■ Gestellte Aufgabe ■
Drucken Sie aus der Forumsdiskussion über die Liedersuche den Abschnitt zwischen „wat bin ich“ und „eher entdecken müssen!?“ einschließlich wortgetreu ab.

■ Ausgewählter Auszug ■
==========

# search for songs



## vierlagig (21 November 2007)

suche lieder über schöne frauen die man nicht bekommt also like farin urlaubs "das schöne mädchen" für ein mixtape für die dame von der AVOR


----------



## Markus (22 November 2007)

prinzen - blaues blut


----------



## Markus (22 November 2007)

was auch immer du vorhast, vergiss nich ein carepaket mit barry white bereitzuhalten fals es klappt...


----------



## vierlagig (22 November 2007)

Markus schrieb:


> was auch immer du vorhast, vergiss nich ein carepaket mit barry white bereitzuhalten fals es klappt...



nein, nein, so "schlimm" soll es gar nicht werden ... kennt ihr frauen wie julia? sie ist so eine...

prinzen ... irgendwo *kram* *such* ... da fällt mir auch noch bodo wartke - "an dich" ein ... aber falsche situation  ...


----------



## Frank (22 November 2007)

wer ist eigentlich julia?


----------



## vierlagig (22 November 2007)

Frank schrieb:


> wer ist eigentlich julia?



wat bin ich froh, dass du heut nicht zum mittag rüber kommst


----------



## Frank (22 November 2007)

mit einem ring an der hand wird man für einige frauen erst richtig interessant, vielleicht hätte sie ihn eher entdecken müssen!?

==========

[Ausgangsdaten]
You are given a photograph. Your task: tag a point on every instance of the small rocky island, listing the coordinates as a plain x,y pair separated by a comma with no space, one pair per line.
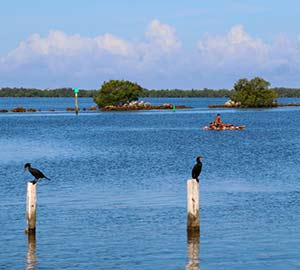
141,105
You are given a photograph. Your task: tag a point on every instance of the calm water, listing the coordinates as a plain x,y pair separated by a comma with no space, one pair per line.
117,195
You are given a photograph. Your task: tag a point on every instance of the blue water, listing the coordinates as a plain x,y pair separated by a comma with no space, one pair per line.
117,194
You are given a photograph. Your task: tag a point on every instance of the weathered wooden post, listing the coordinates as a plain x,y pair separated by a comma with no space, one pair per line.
76,90
193,251
31,207
31,257
193,213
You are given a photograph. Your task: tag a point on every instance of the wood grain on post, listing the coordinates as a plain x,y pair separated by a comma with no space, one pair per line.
31,207
193,213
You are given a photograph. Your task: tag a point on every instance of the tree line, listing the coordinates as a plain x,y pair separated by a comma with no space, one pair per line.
68,92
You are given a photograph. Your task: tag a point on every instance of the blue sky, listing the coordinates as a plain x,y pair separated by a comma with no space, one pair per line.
158,43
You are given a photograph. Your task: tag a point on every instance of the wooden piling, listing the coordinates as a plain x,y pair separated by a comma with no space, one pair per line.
31,207
76,103
31,256
193,250
193,213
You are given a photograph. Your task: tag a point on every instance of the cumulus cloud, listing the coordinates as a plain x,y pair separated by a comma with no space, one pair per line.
158,60
234,49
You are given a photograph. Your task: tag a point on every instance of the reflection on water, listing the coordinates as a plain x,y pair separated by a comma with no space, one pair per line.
31,257
193,249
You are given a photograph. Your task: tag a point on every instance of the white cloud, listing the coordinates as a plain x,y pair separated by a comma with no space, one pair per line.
163,36
236,48
159,60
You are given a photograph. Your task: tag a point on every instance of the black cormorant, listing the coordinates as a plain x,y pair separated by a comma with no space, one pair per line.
197,168
35,172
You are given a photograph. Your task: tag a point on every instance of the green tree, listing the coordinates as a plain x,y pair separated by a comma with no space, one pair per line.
117,92
253,93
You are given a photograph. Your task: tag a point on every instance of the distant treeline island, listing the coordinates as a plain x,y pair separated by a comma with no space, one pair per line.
68,92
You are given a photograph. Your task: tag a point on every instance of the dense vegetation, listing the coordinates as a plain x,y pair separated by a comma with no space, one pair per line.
188,93
117,92
253,93
68,92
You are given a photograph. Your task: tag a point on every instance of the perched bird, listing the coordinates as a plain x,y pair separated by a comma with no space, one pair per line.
197,168
35,172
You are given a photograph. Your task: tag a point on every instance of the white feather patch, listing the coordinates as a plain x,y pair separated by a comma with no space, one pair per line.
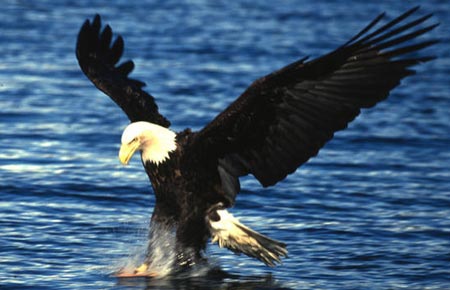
156,142
230,233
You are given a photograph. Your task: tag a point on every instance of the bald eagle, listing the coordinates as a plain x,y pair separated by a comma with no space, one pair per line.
278,123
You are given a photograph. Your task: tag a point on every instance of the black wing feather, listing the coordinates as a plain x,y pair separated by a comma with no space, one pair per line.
284,118
99,61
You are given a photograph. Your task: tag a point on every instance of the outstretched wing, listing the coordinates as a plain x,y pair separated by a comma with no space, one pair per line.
284,118
99,61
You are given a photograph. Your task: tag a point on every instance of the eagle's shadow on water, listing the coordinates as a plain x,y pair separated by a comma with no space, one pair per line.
213,281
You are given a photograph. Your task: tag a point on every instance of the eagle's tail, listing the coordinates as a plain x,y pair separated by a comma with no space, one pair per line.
230,233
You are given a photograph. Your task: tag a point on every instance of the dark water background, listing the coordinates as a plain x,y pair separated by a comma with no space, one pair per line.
371,212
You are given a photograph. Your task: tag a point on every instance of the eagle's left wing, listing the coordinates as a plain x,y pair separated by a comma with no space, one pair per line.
283,119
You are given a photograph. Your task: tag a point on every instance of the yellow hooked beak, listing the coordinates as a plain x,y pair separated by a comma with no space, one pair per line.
127,151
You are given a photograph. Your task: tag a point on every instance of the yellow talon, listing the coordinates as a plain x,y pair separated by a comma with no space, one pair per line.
141,269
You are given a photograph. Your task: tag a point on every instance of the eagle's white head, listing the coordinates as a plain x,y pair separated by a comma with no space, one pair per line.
155,142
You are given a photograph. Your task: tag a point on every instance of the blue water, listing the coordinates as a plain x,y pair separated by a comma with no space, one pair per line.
372,211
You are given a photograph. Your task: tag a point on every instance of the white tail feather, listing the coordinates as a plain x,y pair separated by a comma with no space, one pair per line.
232,234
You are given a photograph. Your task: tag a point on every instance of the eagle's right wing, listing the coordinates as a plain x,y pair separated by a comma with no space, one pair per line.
98,59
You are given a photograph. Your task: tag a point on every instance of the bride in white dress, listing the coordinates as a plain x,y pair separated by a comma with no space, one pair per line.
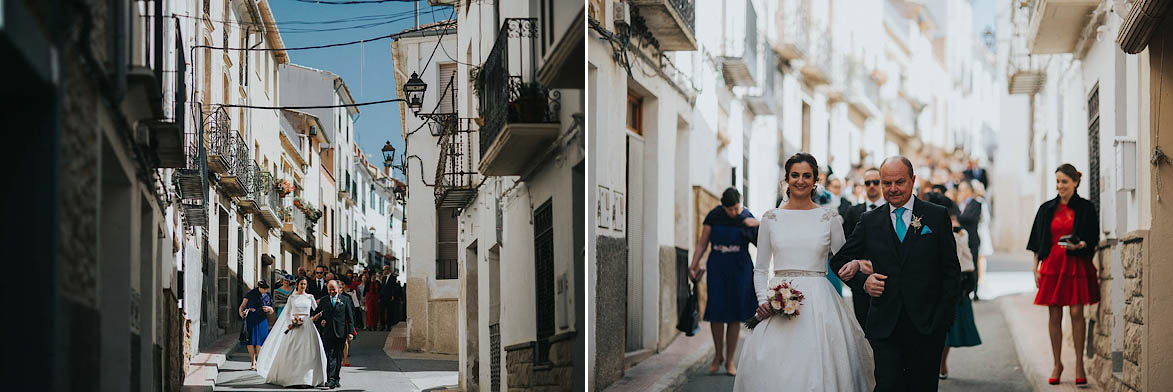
822,347
293,358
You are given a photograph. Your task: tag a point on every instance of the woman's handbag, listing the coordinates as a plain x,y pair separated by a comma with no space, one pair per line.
689,318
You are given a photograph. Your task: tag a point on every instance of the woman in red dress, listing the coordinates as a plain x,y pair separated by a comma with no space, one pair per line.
1064,238
371,295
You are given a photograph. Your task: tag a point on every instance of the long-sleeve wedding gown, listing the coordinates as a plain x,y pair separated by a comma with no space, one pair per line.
822,347
293,358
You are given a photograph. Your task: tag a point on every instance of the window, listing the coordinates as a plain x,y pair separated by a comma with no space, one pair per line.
447,244
543,279
635,114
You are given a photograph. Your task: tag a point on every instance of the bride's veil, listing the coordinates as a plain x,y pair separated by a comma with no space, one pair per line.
269,349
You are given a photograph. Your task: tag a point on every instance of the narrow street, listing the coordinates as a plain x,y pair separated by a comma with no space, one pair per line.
371,370
991,366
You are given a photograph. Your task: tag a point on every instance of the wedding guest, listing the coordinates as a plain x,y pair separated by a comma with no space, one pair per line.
387,297
282,295
731,296
371,299
963,332
1064,238
252,310
970,216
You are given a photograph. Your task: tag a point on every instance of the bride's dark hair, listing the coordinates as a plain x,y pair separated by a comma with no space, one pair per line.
799,159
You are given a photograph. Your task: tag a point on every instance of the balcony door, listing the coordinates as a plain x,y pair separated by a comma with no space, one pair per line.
635,242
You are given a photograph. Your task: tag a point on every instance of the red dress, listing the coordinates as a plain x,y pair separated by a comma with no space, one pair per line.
372,302
1066,279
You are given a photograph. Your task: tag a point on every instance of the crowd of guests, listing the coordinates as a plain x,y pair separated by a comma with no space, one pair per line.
379,297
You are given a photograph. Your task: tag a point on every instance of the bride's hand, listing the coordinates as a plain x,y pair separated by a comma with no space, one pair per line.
848,270
764,310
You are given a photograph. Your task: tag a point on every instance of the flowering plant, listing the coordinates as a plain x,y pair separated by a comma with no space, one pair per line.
784,299
284,187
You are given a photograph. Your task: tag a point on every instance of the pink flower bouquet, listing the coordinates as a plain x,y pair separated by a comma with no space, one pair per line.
784,299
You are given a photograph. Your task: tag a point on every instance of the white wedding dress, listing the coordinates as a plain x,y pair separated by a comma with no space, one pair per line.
293,358
822,347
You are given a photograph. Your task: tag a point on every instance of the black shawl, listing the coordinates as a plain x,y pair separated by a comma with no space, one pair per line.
1086,227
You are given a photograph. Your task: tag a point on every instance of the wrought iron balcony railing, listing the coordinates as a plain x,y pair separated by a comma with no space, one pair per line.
507,82
455,173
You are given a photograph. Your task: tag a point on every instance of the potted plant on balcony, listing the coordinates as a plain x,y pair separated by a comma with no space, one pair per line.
530,103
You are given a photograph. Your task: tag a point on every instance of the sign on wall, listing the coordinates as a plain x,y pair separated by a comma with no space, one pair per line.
603,210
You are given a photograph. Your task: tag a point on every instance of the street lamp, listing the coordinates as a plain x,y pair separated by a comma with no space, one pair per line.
388,155
414,89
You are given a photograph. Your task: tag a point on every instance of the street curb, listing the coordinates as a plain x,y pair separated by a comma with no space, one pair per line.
669,369
205,365
1029,336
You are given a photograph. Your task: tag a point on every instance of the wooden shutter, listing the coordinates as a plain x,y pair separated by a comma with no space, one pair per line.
447,86
543,278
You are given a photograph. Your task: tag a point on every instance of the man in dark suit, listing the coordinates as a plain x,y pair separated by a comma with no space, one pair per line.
387,297
970,216
336,316
317,284
907,258
874,200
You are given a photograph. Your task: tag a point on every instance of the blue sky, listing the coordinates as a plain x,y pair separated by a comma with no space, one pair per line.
366,68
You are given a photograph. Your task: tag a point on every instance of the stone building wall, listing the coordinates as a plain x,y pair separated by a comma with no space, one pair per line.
1129,376
610,298
556,376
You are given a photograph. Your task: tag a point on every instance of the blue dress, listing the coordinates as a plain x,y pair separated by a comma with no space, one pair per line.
257,319
730,269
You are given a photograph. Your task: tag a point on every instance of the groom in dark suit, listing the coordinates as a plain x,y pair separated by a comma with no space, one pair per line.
334,316
907,258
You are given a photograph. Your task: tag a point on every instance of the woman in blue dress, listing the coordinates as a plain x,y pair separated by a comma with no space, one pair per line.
253,310
729,228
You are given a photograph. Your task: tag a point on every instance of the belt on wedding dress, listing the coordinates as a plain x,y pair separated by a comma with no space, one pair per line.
791,274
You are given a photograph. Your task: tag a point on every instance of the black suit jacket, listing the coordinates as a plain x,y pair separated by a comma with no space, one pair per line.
339,318
923,271
970,215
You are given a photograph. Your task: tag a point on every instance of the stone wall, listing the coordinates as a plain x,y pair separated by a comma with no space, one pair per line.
558,374
668,306
610,309
1130,376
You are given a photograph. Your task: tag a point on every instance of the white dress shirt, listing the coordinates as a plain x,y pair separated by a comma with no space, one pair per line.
907,216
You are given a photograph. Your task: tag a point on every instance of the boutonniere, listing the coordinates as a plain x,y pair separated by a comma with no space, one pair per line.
916,222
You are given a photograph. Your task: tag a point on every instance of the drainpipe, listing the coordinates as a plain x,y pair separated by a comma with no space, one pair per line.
1140,24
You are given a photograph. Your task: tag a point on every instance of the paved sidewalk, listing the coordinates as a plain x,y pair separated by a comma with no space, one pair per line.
1028,324
669,369
372,369
205,365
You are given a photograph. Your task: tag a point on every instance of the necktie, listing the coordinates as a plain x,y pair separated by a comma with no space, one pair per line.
901,229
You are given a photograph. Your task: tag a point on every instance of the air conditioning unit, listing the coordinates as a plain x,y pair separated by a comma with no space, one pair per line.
622,14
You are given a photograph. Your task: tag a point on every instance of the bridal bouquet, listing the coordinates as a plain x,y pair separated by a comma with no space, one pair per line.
295,323
784,299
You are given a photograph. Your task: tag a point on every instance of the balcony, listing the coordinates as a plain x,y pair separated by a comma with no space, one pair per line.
671,21
295,225
268,200
900,117
740,65
793,18
455,175
1056,26
521,115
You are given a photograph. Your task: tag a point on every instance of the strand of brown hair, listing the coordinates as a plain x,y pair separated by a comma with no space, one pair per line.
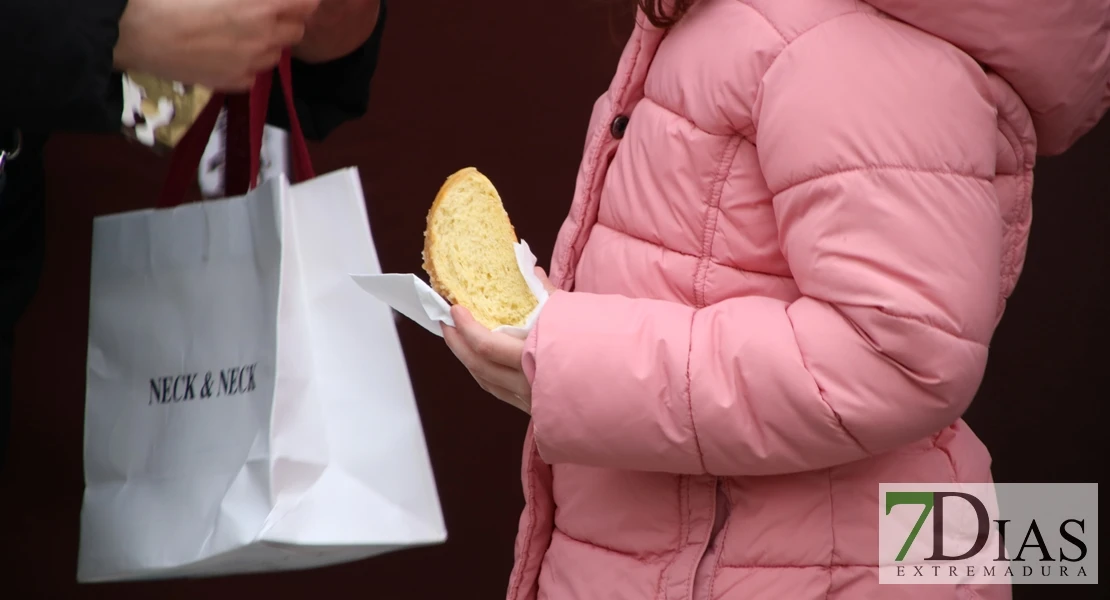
658,16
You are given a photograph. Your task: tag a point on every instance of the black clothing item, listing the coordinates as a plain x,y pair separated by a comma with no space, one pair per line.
56,74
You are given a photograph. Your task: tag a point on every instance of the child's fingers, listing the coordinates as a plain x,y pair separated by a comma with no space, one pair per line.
500,348
480,366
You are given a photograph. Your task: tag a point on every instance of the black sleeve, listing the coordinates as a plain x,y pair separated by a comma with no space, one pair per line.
331,93
56,64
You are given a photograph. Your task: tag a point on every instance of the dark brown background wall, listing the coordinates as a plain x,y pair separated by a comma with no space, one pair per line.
507,87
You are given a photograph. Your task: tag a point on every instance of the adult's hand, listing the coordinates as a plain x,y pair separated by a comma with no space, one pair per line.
336,29
219,43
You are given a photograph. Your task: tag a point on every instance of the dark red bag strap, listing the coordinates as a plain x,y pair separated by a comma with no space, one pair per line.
246,118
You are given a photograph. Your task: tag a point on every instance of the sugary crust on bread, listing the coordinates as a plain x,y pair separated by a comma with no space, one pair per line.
460,176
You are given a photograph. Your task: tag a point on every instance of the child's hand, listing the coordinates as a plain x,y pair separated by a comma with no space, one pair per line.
493,358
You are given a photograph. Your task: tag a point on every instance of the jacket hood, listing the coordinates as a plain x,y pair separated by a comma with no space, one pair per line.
1055,53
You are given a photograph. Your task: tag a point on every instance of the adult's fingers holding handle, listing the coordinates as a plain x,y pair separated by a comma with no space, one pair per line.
289,32
295,9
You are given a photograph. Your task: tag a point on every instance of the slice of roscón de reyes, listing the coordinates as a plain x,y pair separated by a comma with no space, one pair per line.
468,252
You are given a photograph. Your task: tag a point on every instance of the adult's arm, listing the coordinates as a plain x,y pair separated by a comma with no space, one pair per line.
331,93
56,64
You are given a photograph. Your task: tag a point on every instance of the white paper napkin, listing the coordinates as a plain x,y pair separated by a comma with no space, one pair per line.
409,295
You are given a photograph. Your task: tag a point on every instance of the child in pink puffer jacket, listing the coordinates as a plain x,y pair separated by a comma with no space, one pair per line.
796,226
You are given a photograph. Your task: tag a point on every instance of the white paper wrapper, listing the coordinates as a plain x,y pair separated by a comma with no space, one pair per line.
409,295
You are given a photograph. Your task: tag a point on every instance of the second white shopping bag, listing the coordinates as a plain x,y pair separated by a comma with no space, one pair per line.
248,409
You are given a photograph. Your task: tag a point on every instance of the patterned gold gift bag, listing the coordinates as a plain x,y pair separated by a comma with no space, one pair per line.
158,112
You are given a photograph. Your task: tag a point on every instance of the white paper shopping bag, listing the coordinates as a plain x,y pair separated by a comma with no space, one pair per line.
246,409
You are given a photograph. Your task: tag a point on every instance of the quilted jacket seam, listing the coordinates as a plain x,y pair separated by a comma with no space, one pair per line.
688,255
828,591
879,166
644,558
531,531
592,164
823,394
713,213
689,393
680,486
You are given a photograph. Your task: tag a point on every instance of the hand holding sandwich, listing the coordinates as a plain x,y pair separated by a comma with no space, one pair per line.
493,358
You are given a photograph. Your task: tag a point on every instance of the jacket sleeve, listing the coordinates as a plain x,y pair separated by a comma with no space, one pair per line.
56,64
879,158
331,93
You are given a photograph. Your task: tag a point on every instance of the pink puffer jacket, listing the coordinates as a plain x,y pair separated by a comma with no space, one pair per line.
795,229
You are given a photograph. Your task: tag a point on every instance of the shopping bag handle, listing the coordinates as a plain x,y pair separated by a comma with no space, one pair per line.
246,118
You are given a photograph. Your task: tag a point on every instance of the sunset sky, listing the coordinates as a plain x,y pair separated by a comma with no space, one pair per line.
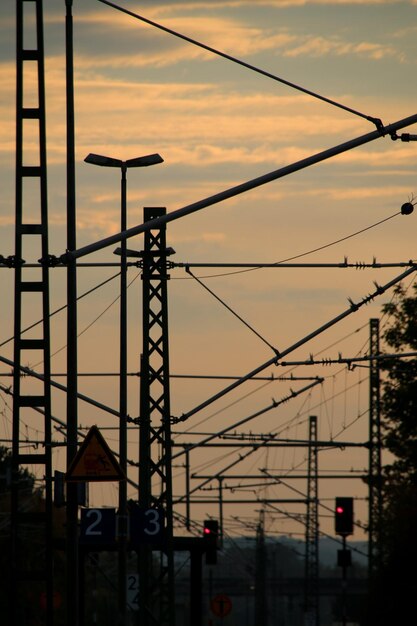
139,90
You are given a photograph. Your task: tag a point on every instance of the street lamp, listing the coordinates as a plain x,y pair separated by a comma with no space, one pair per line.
105,161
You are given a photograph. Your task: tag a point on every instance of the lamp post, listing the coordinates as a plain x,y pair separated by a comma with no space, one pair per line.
104,161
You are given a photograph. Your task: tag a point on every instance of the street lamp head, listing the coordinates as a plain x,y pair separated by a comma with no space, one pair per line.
149,159
98,159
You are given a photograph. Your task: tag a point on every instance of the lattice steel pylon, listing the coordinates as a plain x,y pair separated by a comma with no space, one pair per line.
375,445
31,522
312,531
156,580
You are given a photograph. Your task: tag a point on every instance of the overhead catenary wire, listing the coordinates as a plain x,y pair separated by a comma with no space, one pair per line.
170,31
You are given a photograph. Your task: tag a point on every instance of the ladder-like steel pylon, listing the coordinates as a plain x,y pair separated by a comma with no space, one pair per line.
375,447
156,579
31,519
312,531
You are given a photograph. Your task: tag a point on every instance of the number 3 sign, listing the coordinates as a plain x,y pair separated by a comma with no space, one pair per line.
146,525
98,526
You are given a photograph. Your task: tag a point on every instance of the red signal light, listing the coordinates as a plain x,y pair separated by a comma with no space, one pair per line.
344,516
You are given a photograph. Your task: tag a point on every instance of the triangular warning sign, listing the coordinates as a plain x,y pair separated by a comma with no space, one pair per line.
94,460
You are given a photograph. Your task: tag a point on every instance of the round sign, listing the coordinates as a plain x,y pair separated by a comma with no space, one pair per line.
221,605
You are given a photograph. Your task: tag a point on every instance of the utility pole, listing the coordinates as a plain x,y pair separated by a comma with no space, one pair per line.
312,531
31,567
156,580
375,495
261,611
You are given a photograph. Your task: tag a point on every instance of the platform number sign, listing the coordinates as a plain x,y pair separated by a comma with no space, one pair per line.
98,526
146,525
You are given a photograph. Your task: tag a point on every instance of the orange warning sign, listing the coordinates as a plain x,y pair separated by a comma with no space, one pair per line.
94,460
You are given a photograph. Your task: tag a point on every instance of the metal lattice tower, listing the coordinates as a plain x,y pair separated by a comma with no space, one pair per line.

==========

■ Erwartete Antwort ■
wat bin ich froh, dass du heut nicht zum mittag rüber kommst


----------



## Frank (22 November 2007)

mit einem ring an der hand wird man für einige frauen erst richtig interessant, vielleicht hätte sie ihn eher entdecken müssen!?